**TEXT SHOWN**
I teach for a living. I have always wanted to be a teacher. My paternal grandmother (aayi) was a teacher. She told me that she saw a lot of herself in me. I didn’t quite realise what that meant, except that it earned me extra sweets as a child amid the ruckus my cousins created (Partiality ajji ge, not at all jai!). After her, atti (my paternal aunt) and Amma (my mother) were teachers. I remember the stories Aayi narrated. My eyes gleamed as I readied myself to go on a journey of words and experiences with her and the characters. That’s how my grandmother taught me Babasaheb Ambedkar and Dr. Rajkumar- in the same breath.

**PROBLEM 1**
In the listing below, return the lines from the one with "Target: name tag sticker" through the last line of the listing, both included, each repeated word for word.

**RECORDS FOR THIS TASK**
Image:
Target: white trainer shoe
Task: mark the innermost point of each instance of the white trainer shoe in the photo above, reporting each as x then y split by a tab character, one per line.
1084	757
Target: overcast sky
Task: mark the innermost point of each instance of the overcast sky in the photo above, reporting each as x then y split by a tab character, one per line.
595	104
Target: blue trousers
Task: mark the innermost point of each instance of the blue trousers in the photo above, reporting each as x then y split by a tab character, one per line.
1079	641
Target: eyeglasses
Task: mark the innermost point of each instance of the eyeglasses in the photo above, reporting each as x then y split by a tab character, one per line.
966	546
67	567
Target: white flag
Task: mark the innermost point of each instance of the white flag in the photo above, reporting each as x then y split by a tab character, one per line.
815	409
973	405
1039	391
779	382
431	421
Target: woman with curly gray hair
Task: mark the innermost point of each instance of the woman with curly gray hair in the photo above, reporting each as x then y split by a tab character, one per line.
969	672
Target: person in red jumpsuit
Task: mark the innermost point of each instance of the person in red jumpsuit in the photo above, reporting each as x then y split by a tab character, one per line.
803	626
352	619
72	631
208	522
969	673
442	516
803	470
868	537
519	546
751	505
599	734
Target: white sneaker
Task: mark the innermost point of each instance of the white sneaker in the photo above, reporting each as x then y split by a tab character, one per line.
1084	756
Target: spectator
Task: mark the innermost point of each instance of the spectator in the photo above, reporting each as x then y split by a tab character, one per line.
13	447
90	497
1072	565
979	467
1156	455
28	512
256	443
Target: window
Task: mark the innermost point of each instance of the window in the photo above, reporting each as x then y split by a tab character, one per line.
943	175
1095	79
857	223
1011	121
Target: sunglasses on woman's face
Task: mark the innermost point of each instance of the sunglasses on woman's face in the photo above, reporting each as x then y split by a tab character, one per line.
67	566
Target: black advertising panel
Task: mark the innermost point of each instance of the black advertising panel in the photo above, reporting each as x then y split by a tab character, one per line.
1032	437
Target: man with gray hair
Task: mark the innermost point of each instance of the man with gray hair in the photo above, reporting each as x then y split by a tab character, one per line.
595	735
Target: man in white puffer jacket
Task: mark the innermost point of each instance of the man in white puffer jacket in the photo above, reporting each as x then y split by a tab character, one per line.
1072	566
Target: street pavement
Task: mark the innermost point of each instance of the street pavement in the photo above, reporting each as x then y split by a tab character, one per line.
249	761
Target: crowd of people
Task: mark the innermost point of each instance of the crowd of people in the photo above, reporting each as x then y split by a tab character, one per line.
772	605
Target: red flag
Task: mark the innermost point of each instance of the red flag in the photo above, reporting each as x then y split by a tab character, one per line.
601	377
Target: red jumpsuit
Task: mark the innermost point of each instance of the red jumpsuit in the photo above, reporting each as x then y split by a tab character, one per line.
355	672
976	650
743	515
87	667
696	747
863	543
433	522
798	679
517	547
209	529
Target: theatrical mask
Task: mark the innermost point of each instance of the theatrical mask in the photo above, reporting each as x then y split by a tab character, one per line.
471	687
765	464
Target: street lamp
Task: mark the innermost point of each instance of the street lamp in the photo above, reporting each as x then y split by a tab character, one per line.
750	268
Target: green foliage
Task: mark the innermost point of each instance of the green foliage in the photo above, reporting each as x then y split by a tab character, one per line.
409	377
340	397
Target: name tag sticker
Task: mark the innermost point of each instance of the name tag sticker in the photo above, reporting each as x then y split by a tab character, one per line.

**PROBLEM 2**
Resume the piece above about teaching and the family's teachers, picking up after its final sentence.

**EXERCISE ANSWER 1**
Target: name tag sticker
Task: mark the innermost point of each instance of the name tag sticker in the photo above, reporting each as x then y split by a tab character, one per line.

**EXERCISE ANSWER 2**
Today, as I enter a class, that’s what I’m hoping for – stories that’ll get my eyes all-gleaming and eyes that will unhesitatingly start gleaming when I share a story. And I get it, most days. Sometimes, it requires me to treat the students like they’re kindergarten kids. Most times, I fix the scene with a sarcastic comment. I regret it very soon but it’s okay, as long as we’re listening to stories. But I’m paralysed every time I take Ambedkar’s Annihilation of Caste, Du Saraswati’s Bachchsisu, and Mahadeva’s Amasa. I plan well ahead and ensure that I’m in a stable state of mind while I’m taking those texts to class. Why? Because I don’t know what to do when the glint in the eyes is missing as I rave about Ambedkar or tearlessly cry about Anjinamma. I’m scared because I don’t know how to react to apathy. I can recognize apathy from a mile away, my twenty-five years of Dalit being has sharpened my senses. But how to react? Do you lash out or do you take it in silently and hope that they’ll do better next time?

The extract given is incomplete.